» **What you are asked to do**
Make an exact copy of all the data.

» **Data records**
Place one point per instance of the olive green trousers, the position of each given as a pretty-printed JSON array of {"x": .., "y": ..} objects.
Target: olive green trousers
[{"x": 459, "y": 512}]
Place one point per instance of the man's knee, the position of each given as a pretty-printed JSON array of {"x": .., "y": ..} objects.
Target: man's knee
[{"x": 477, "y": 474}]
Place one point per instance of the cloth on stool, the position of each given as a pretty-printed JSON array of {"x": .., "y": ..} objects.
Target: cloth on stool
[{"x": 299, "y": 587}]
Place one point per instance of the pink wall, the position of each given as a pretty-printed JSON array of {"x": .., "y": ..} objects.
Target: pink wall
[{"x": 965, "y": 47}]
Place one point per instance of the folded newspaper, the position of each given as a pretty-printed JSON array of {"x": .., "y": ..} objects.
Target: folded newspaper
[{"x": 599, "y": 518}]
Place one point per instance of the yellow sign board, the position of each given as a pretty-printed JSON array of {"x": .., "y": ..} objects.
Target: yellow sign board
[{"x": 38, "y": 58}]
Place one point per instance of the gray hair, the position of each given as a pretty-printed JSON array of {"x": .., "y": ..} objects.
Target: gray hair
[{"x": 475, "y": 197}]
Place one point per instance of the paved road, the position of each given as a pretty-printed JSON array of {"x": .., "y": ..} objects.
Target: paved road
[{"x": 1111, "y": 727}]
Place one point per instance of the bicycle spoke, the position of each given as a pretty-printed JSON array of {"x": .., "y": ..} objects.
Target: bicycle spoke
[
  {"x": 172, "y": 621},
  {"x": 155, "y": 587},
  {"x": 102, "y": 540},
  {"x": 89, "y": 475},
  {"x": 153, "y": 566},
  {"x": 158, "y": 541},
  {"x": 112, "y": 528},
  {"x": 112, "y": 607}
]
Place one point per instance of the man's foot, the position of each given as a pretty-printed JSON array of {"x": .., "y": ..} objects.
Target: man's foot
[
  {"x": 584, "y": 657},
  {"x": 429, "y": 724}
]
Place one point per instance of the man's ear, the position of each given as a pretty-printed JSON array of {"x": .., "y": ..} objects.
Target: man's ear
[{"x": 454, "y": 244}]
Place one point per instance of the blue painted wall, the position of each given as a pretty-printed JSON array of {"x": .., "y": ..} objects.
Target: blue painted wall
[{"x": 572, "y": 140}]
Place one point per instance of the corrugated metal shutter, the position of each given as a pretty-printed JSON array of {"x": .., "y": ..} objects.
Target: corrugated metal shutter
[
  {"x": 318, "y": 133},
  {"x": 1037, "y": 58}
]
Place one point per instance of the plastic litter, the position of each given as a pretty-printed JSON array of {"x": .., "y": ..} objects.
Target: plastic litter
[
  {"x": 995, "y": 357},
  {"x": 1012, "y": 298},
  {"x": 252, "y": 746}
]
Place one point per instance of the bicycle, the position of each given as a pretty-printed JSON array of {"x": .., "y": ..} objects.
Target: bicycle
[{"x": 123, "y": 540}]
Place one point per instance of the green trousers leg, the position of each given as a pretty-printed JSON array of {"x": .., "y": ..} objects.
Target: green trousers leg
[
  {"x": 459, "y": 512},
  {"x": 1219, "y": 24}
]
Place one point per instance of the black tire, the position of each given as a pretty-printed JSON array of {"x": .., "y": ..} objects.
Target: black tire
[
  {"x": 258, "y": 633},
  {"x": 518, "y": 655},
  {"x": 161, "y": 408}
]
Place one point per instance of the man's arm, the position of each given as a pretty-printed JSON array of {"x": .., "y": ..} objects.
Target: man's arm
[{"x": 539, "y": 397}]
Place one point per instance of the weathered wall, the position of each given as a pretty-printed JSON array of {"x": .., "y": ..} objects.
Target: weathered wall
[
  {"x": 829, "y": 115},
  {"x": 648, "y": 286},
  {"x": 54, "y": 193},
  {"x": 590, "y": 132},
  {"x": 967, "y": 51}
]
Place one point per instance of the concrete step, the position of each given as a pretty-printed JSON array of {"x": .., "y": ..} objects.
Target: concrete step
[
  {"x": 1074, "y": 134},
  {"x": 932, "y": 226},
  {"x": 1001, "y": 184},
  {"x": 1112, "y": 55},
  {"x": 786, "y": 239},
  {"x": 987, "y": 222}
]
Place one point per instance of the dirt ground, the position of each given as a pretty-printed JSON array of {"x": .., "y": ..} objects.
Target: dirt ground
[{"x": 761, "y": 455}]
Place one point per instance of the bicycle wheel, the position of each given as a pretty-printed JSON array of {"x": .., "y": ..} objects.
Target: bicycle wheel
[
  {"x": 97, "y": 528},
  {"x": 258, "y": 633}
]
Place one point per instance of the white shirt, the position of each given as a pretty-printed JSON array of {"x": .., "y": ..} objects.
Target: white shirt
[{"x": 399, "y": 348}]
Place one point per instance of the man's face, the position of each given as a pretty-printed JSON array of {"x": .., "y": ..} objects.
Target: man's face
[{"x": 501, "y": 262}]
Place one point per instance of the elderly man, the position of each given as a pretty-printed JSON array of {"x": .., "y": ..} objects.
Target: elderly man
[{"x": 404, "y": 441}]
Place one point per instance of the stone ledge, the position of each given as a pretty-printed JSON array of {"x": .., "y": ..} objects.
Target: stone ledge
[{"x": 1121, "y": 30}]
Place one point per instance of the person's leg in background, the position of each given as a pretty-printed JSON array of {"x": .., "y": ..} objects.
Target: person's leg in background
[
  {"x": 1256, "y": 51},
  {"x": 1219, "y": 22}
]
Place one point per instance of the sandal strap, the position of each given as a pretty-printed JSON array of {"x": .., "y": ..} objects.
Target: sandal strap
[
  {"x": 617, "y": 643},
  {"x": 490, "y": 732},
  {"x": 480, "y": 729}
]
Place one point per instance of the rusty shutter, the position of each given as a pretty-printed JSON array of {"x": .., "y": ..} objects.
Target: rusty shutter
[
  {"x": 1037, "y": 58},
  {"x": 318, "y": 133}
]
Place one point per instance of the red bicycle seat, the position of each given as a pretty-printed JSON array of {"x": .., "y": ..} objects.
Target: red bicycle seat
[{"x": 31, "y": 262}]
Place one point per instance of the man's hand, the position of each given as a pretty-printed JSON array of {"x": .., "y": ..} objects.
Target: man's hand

» **The result**
Place one point per instance of the olive green trousers, the position of each given as a pretty-printed JSON array of {"x": .., "y": ..} objects.
Target: olive green trousers
[{"x": 459, "y": 512}]
Place one point per instance of the man's knee, the position of each given as a pretty-printed JSON array of {"x": .., "y": ..} objects.
Target: man's knee
[{"x": 477, "y": 474}]
Place one point per instance of the cloth on stool, the position of each given as a pretty-printed JSON array of {"x": .., "y": ..} objects.
Target: cloth on stool
[{"x": 299, "y": 587}]
Place one point per instance of the pink wall, the position of each given as a pretty-printed JSON array of {"x": .., "y": ..} objects.
Target: pink wall
[{"x": 965, "y": 47}]
Place one point per instance of the folded newspaper, the position of each given as a pretty-printed JSON array of {"x": .., "y": ..} objects.
Target: folded newspaper
[{"x": 599, "y": 518}]
Place one point per instance of the yellow sign board, the position of each given as a pretty-printed JSON array of {"x": .., "y": ..} objects.
Target: yellow sign board
[{"x": 38, "y": 58}]
Place one point per instance of the gray hair, the position of each given as a pretty-printed JSON array of {"x": .., "y": ..} objects.
Target: gray hair
[{"x": 475, "y": 197}]
Place one point per instance of the paved road, the position of each given as a pretty-printed JSON array of {"x": .., "y": ..} objects.
Target: paved road
[{"x": 1111, "y": 727}]
Place one point per instance of the bicycle spoke, the position of each given as a pretty-printed JSON array of {"x": .., "y": ..} objects.
Target: bicycle spoke
[
  {"x": 172, "y": 621},
  {"x": 155, "y": 587},
  {"x": 102, "y": 540},
  {"x": 89, "y": 475},
  {"x": 153, "y": 566},
  {"x": 158, "y": 541},
  {"x": 112, "y": 528},
  {"x": 112, "y": 607}
]
Place one point per instance of the man's foot, the position of each given as a pretty-printed JSON array of {"x": .., "y": ..} objects.
Target: man's foot
[
  {"x": 584, "y": 657},
  {"x": 429, "y": 724}
]
Place one point per instance of the man's ear, the position of each given as a pretty-printed JSON array of {"x": .., "y": ..} objects.
Target: man's ear
[{"x": 454, "y": 244}]
Place one point per instance of the blue painted wall, the position of each given as a pretty-printed JSON array of {"x": .., "y": ..} objects.
Target: blue painted wall
[{"x": 572, "y": 140}]
Place one point per instance of the corrugated metal shutter, the position of each given as a pretty-printed JSON array of {"x": .., "y": ..} objects.
Target: corrugated metal shutter
[
  {"x": 318, "y": 133},
  {"x": 1037, "y": 58}
]
Place one point per instance of the plastic litter, the position of each given as a pretty-printed JSON array of {"x": .., "y": ..} objects.
Target: plastic litter
[
  {"x": 995, "y": 357},
  {"x": 1012, "y": 298},
  {"x": 252, "y": 746}
]
Place one point per instance of the bicycle, the position of each given as a pretty-printed JSON array of {"x": .., "y": ..} objects.
Target: bicycle
[{"x": 123, "y": 540}]
Place one point per instance of the green trousers leg, the position of each given as a pretty-printed JSON array of {"x": .., "y": ..} objects.
Target: green trousers leg
[
  {"x": 459, "y": 512},
  {"x": 1219, "y": 24}
]
Place one point per instance of the black tire, the position of each given as a pretty-printed JSON array of {"x": .., "y": ..} objects.
Target: black tire
[
  {"x": 258, "y": 633},
  {"x": 518, "y": 655},
  {"x": 161, "y": 408}
]
Place one point per instance of the man's arm, the position of each given as a pretty-printed JSON array of {"x": .., "y": ..} objects.
Target: man's arm
[{"x": 539, "y": 397}]
Place one point per instance of the weathered wall, the position of each given as a pretty-printed JSON array of {"x": .., "y": ..} objects.
Target: weathered wall
[
  {"x": 829, "y": 115},
  {"x": 648, "y": 286},
  {"x": 54, "y": 193},
  {"x": 590, "y": 132},
  {"x": 967, "y": 51}
]
Place one point per instance of the concrete step, the position of each given as a pretty-printed JSON array of {"x": .., "y": ..} objects.
Target: concrete step
[
  {"x": 1074, "y": 134},
  {"x": 932, "y": 226},
  {"x": 1001, "y": 184},
  {"x": 1112, "y": 55},
  {"x": 786, "y": 239},
  {"x": 987, "y": 222}
]
Place one point per instance of the dirt ground, the position of each given as a pretty-printed JSON array of {"x": .., "y": ..} objects.
Target: dirt ground
[{"x": 761, "y": 455}]
Place one point per instance of the bicycle wheel, the position of each given as a pretty-printed JSON array of {"x": .., "y": ..} objects.
Target: bicycle wheel
[
  {"x": 97, "y": 528},
  {"x": 258, "y": 633}
]
Place one point per instance of the white shirt, the position of each given as a pretty-printed JSON array of {"x": .., "y": ..} objects.
Target: white shirt
[{"x": 399, "y": 348}]
Place one point per instance of the man's face, the position of each given as a pretty-printed JSON array of {"x": .., "y": ..} objects.
Target: man's face
[{"x": 501, "y": 262}]
Place one point per instance of the elderly man, the position of each given as a pretty-printed JSON array of {"x": .., "y": ..} objects.
Target: elderly man
[{"x": 404, "y": 441}]
Place one point per instance of the stone ledge, the position of each given as a pretty-printed JSON array of {"x": .., "y": ..} objects.
Target: stone ledge
[{"x": 1121, "y": 30}]
Place one point per instance of the person's leg in background, the position of each given as a pretty-printed JSON array of {"x": .., "y": ..} objects.
Target: person's leg in background
[
  {"x": 1256, "y": 51},
  {"x": 1219, "y": 22}
]
Place one point per instance of the sandal strap, the position of each given as a pretty-printed JSON array of {"x": .., "y": ..} objects.
Target: sandal strap
[
  {"x": 617, "y": 643},
  {"x": 490, "y": 732},
  {"x": 480, "y": 729}
]
Place one point per instance of the rusty shutter, the position of each given as a pretty-printed JSON array of {"x": .., "y": ..} objects.
Target: rusty shutter
[
  {"x": 1037, "y": 58},
  {"x": 318, "y": 133}
]
Place one point per instance of the red bicycle seat, the position of each given as a pretty-printed JSON array of {"x": .., "y": ..} objects.
Target: red bicycle seat
[{"x": 31, "y": 262}]
Place one point per instance of the man's hand, the position of each given as a pretty-printed JSON array of {"x": .., "y": ..} objects.
Target: man's hand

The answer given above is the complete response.